■ **Things to do**:
[A] According to the album article, at what venue was Live at the East recorded?
[B] Translate this sentence from the album article into Spanish: "Live at the East is a live album by American saxophonist and composer Pharoah Sanders released on the Impulse! label."

■ **Given text**:
---+---

Live album by Pharoah Sanders
- Released: October 1972
- Recorded: 1971
- Venue: The East, New York City
- Genre: Avant-garde jazz; drone;
- Length: 43:07
- Label: Impulse! AS-9227
- Producer: Lee Young

Pharoah Sanders chronology
| Black Unity (1971) | Live at the East (1972) | Wisdom Through Music (1973) |

= Live at the East =

Live at the East is a live album by American saxophonist and composer Pharoah Sanders released on the Impulse! label.

==Reception==

In the AllMusic review by Scott Yanow, he stated: "this live record gives one a good example of how the passionate tenor sounded in clubs during the early '70s... Sanders is heard in top form."

Writing for The Vinyl Press, Bill Hart commented: "The line up on this album is stellar... Sanders had already developed his signature sound- multiphonic, overblown, but never veering out of control, straddling a fine line between the intense and the serene... This is not the most popular Pharoah Sanders album, nor is it necessarily his best.... there are moments of brilliant playing here, and a killer band. This is a cheap entry into first generation spiritual jazz on a label that was one of the wellsprings for the movement."

---+---

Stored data
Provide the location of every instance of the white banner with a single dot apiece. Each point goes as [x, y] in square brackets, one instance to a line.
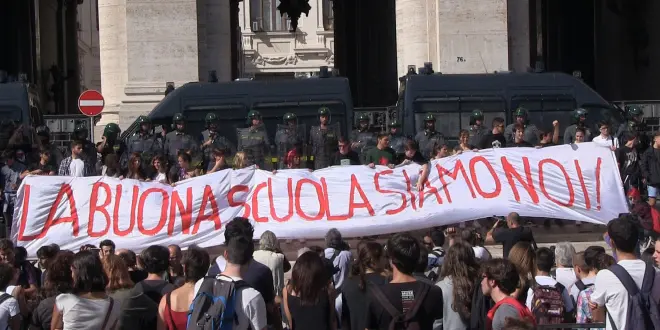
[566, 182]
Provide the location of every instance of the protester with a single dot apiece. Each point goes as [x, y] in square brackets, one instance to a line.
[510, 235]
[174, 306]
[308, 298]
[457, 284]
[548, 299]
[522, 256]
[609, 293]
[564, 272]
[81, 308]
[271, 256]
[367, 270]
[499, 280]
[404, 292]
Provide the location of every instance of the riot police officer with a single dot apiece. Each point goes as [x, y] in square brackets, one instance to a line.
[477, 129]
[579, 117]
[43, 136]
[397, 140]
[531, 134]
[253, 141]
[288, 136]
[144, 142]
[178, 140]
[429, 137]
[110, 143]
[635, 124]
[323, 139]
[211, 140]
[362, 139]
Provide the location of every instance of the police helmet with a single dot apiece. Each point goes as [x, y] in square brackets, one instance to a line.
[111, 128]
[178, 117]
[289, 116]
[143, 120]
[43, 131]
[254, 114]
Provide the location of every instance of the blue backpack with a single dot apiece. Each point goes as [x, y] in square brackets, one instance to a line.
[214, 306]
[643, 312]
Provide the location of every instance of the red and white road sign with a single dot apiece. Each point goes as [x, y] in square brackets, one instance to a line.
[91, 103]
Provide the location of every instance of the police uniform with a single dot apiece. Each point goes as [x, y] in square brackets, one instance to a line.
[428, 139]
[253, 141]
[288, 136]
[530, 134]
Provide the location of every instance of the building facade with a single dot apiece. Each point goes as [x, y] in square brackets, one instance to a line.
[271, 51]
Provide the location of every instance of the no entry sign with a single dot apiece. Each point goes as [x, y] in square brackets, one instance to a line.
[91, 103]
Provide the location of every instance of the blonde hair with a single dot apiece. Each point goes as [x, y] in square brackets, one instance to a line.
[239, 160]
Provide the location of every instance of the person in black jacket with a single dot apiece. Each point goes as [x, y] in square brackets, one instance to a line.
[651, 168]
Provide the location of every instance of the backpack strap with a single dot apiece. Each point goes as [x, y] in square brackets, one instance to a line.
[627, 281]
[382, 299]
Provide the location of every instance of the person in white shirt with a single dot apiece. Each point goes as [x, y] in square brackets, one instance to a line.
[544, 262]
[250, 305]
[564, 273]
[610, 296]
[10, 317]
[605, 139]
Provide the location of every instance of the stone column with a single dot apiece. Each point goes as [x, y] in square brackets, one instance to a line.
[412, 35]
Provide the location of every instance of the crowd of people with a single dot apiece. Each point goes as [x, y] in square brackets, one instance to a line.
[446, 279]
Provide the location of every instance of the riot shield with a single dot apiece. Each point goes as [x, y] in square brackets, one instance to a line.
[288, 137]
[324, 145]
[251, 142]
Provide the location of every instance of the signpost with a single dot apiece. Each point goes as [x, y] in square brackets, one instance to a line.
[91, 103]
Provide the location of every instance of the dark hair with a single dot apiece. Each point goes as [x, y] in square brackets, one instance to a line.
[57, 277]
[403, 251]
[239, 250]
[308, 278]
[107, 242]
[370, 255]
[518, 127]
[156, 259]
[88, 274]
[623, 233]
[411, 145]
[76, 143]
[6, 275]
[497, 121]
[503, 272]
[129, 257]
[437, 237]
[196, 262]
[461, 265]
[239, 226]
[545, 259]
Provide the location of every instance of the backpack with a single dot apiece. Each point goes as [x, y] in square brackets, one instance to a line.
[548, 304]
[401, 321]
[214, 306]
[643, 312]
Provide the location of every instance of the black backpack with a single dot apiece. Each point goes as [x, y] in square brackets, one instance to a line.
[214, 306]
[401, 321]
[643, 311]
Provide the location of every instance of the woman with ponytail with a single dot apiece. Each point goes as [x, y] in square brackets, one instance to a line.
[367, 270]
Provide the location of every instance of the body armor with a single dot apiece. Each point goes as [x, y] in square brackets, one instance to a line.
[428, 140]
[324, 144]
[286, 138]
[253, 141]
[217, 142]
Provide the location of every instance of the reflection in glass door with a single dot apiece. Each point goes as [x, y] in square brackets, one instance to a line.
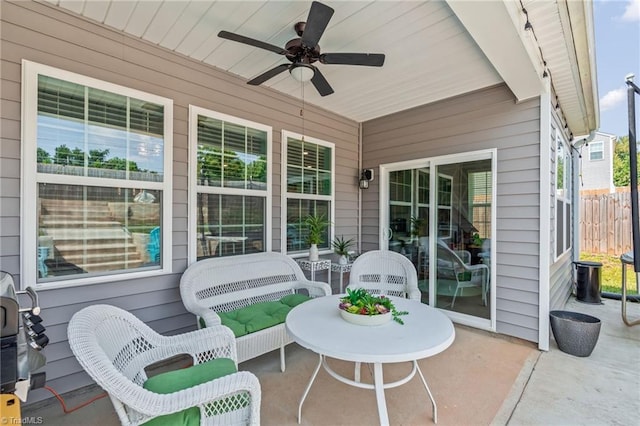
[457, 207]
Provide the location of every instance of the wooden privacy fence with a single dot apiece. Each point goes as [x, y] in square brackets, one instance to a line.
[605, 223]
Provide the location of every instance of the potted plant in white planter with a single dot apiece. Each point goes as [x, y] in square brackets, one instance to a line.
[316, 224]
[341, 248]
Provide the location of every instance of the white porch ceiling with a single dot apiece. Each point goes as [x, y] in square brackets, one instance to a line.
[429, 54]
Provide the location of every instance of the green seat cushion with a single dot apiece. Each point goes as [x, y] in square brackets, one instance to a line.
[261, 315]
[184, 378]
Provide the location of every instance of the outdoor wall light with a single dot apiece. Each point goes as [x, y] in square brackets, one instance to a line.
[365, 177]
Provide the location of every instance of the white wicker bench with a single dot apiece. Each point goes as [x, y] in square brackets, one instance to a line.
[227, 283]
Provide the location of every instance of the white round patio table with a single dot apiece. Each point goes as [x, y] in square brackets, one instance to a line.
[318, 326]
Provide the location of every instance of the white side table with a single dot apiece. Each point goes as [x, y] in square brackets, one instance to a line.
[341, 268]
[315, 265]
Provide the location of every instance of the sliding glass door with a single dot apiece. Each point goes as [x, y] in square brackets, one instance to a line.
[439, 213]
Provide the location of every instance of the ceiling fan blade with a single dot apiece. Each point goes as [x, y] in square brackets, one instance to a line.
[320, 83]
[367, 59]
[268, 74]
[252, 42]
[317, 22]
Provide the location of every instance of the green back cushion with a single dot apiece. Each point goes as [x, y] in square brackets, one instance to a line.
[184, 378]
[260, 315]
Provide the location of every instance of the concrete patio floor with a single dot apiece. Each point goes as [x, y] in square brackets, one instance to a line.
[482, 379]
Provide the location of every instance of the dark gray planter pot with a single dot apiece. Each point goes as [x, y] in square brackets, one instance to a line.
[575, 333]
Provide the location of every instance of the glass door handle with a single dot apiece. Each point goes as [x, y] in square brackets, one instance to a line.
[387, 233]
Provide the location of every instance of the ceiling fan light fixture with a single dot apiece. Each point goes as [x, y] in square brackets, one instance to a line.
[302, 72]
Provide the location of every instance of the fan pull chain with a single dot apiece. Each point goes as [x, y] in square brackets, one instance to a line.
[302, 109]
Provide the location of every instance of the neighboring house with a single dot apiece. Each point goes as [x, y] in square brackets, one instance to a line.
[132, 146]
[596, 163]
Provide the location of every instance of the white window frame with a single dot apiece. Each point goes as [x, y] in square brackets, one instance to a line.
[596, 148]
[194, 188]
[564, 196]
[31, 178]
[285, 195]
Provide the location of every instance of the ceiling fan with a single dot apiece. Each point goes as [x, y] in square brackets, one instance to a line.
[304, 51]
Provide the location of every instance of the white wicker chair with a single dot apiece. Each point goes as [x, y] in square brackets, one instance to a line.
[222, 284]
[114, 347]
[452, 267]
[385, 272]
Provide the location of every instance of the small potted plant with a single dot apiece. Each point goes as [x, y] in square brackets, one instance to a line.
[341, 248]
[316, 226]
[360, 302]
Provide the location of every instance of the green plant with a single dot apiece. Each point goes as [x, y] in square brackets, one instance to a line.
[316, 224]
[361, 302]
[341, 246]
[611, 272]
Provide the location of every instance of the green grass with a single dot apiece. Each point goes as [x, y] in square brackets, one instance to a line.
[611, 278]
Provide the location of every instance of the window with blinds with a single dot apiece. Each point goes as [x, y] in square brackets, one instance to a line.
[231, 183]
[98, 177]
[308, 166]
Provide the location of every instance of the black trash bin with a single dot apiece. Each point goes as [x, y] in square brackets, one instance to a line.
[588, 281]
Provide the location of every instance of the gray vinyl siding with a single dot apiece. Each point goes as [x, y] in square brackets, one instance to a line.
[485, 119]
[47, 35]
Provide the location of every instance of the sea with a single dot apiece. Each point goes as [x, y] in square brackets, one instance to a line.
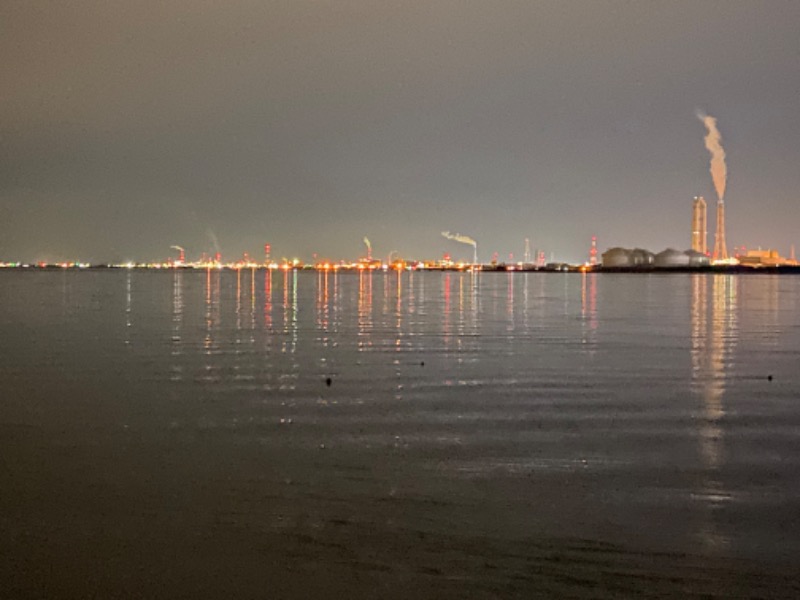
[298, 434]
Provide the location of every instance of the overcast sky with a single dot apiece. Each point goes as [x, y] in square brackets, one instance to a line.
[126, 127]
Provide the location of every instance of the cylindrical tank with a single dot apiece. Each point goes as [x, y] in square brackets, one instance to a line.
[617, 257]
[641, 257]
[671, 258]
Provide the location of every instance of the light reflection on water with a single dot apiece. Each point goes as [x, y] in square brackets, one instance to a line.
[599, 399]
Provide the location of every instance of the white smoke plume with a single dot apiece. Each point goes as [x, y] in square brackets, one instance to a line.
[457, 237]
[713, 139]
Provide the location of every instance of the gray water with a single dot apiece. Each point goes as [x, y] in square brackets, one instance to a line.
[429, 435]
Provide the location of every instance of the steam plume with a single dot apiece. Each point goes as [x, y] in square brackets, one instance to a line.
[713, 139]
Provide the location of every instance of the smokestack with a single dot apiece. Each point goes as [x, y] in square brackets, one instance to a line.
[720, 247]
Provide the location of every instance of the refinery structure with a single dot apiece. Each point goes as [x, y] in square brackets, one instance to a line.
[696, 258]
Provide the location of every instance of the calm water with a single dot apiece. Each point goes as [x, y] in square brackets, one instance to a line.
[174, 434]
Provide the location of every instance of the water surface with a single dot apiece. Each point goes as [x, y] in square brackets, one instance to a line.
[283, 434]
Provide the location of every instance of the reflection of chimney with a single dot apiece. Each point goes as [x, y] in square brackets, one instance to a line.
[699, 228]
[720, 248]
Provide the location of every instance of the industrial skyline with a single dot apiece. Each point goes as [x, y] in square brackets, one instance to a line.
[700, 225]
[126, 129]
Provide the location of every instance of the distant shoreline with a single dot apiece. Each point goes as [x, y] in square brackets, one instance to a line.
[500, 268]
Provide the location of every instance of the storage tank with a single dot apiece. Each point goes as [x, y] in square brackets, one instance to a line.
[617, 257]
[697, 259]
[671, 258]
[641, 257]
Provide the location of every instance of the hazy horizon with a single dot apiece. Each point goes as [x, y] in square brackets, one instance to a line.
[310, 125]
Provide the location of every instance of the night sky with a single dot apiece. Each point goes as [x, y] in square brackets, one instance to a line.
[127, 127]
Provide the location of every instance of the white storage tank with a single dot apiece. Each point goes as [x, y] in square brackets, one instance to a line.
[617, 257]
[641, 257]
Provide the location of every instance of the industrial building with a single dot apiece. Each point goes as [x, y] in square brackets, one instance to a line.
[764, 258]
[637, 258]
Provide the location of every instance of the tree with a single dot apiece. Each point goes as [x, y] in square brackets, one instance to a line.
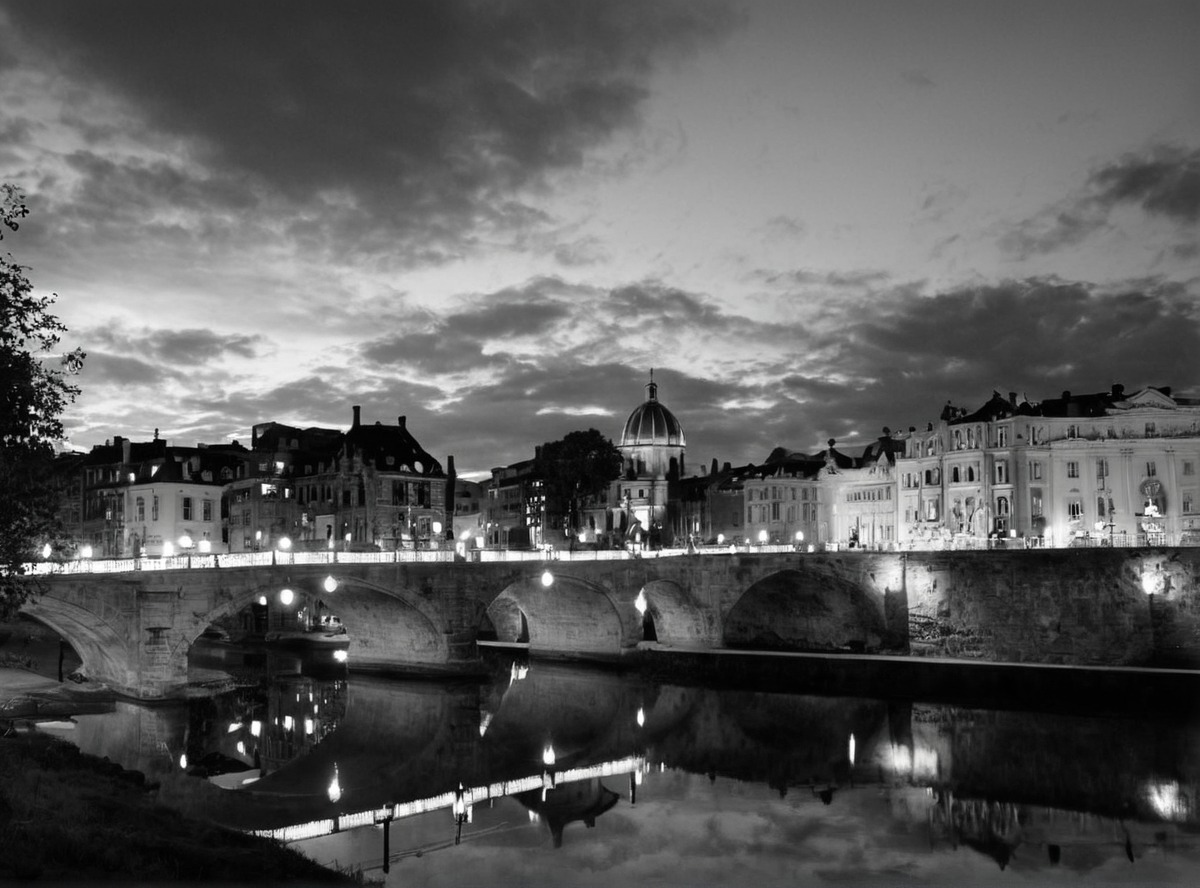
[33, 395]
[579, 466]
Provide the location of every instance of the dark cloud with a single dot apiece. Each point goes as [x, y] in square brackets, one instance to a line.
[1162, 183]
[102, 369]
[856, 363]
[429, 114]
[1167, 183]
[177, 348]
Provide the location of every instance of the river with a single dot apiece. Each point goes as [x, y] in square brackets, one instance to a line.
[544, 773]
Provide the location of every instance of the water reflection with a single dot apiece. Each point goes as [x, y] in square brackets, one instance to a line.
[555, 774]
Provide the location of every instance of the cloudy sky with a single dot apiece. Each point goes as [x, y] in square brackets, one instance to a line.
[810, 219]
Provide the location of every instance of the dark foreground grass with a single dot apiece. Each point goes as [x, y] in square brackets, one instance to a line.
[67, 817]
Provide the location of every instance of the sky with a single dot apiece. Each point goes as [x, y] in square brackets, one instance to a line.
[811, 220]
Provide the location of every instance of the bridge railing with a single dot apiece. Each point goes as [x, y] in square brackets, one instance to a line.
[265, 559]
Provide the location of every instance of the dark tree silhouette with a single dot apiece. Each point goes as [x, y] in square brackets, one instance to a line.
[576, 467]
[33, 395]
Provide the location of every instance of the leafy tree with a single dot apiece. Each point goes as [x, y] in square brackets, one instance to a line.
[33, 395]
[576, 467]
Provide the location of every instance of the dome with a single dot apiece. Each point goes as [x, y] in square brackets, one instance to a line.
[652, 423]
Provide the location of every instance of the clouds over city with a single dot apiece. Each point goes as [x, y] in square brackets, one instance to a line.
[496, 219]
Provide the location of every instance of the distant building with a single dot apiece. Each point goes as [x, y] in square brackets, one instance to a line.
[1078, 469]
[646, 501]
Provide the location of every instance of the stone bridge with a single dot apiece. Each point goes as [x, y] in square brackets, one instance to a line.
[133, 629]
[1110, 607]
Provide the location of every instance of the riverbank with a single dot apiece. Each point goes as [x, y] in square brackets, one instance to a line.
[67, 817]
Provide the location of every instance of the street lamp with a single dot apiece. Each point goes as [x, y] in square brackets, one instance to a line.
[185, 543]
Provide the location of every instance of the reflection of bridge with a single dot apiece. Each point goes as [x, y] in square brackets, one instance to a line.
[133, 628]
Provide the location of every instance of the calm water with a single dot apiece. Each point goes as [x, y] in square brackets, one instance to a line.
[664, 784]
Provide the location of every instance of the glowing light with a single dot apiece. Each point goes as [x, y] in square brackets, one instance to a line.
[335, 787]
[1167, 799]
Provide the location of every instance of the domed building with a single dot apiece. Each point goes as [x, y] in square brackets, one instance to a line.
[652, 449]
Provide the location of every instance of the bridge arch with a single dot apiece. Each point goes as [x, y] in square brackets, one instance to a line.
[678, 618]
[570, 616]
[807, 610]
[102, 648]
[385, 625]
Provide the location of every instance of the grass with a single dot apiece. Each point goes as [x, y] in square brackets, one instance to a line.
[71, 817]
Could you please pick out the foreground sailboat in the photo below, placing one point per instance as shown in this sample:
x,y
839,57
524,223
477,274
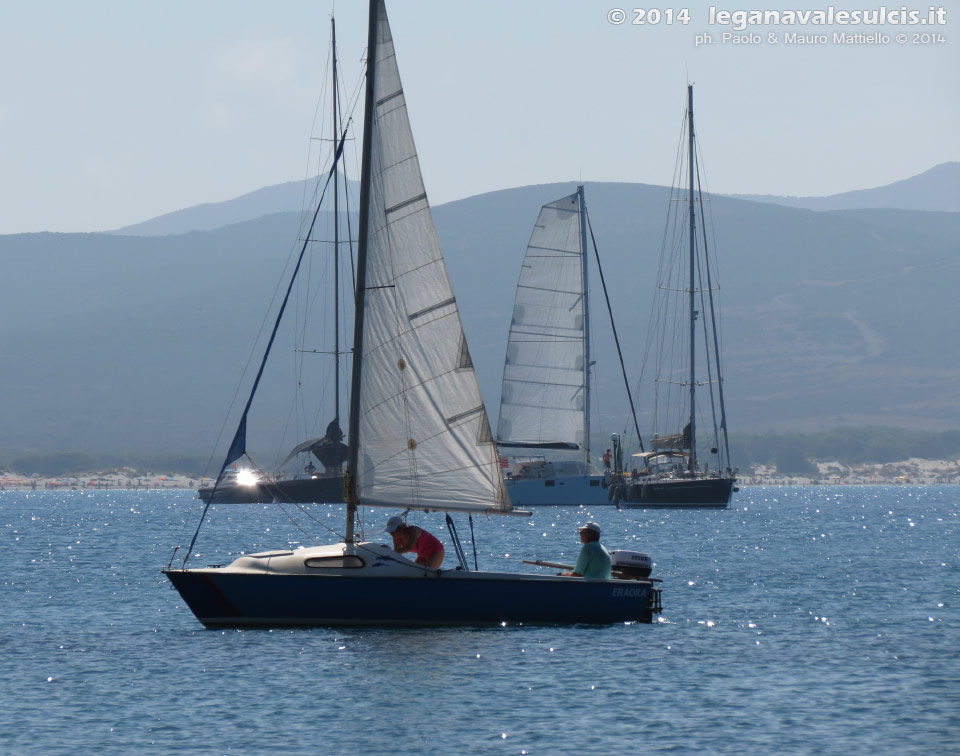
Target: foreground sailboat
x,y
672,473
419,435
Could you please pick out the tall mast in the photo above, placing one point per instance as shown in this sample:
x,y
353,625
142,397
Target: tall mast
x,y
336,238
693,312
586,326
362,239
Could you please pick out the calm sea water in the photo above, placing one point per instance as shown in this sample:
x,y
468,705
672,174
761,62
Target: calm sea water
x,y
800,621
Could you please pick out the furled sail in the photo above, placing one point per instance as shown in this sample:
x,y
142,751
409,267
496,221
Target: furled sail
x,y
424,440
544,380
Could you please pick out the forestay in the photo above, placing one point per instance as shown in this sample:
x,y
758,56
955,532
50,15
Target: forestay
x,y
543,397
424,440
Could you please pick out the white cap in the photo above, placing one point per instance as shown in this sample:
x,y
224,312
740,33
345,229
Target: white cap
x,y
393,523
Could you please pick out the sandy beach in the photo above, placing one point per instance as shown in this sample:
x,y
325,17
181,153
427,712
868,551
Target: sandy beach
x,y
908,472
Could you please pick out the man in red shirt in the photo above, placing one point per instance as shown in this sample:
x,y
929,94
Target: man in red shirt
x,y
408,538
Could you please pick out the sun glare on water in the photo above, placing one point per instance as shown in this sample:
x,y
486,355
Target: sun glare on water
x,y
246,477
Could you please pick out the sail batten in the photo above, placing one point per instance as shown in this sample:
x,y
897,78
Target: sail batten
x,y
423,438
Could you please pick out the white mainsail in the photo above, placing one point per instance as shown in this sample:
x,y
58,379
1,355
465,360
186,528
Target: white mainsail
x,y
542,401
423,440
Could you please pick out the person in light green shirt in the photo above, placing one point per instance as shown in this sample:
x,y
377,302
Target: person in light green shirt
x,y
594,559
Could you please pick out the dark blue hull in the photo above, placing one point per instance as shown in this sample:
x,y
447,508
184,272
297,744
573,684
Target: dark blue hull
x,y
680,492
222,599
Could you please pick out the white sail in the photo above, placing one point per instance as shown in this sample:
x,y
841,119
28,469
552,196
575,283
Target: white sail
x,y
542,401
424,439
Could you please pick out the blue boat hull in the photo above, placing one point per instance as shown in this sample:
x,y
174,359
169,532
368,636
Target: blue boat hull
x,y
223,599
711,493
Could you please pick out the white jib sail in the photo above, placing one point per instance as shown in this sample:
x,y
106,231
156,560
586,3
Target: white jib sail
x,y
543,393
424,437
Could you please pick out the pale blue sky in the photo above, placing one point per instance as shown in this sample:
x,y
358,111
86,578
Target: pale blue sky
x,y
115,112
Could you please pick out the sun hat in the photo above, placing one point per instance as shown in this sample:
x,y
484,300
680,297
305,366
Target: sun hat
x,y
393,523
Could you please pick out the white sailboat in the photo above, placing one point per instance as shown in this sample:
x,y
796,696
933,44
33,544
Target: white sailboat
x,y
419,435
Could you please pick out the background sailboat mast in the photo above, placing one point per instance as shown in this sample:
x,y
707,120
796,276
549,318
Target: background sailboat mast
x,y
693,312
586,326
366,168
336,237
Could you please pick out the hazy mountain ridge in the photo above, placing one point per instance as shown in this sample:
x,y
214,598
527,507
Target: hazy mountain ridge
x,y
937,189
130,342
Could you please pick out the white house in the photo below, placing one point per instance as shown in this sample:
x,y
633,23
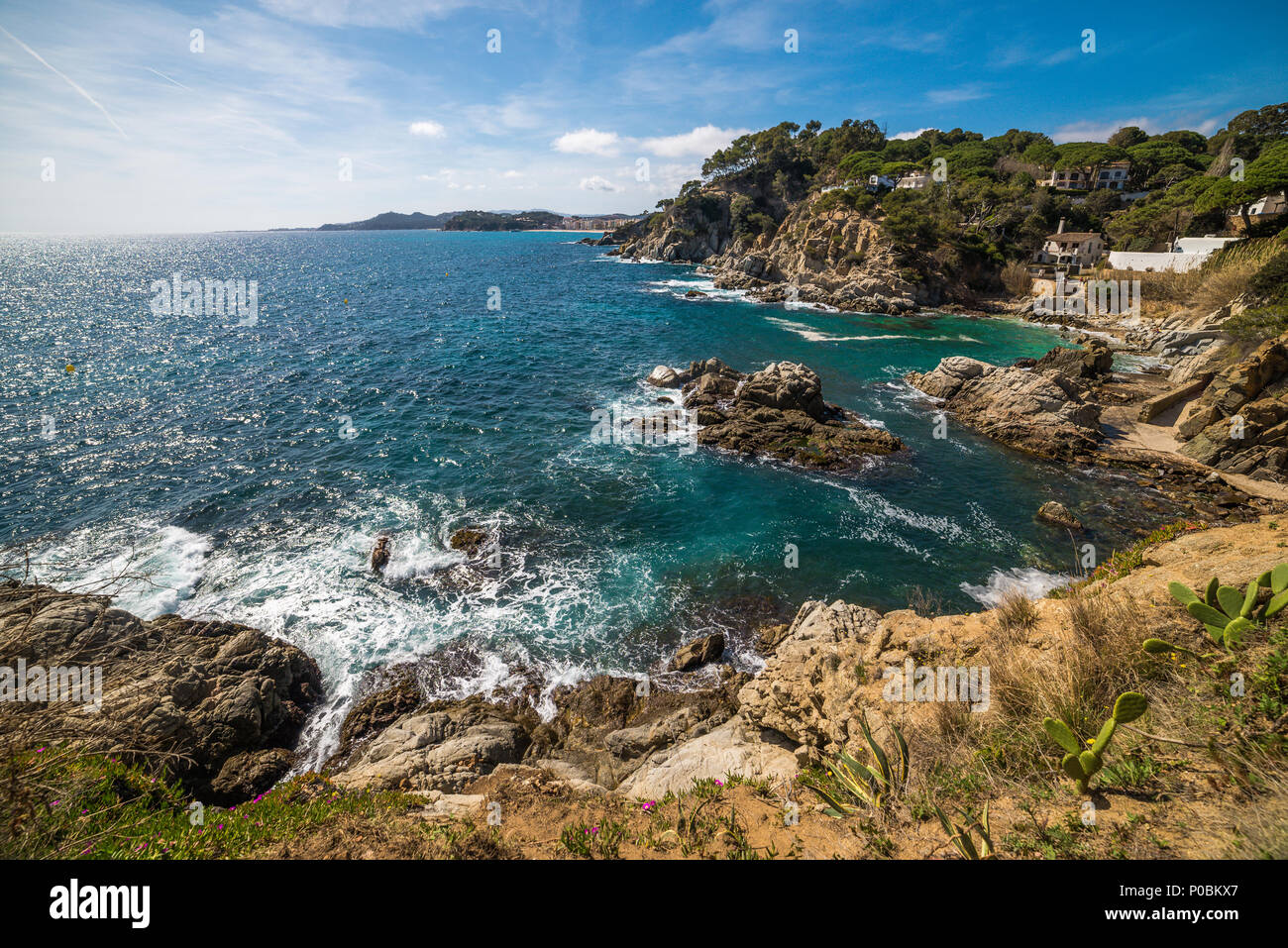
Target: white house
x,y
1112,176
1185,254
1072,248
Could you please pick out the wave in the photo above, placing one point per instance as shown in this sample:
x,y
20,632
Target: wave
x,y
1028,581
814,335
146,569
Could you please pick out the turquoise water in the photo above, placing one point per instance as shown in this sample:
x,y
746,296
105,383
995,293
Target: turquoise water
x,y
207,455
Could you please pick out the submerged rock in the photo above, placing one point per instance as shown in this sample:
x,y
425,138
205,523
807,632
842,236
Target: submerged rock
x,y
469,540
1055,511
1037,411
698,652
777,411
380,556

---+---

■ **List of solutions**:
[A] The East, New York City

[B] Live at the East es un álbum en vivo del saxofonista y compositor estadounidense Pharoah Sanders, publicado por el sello Impulse!.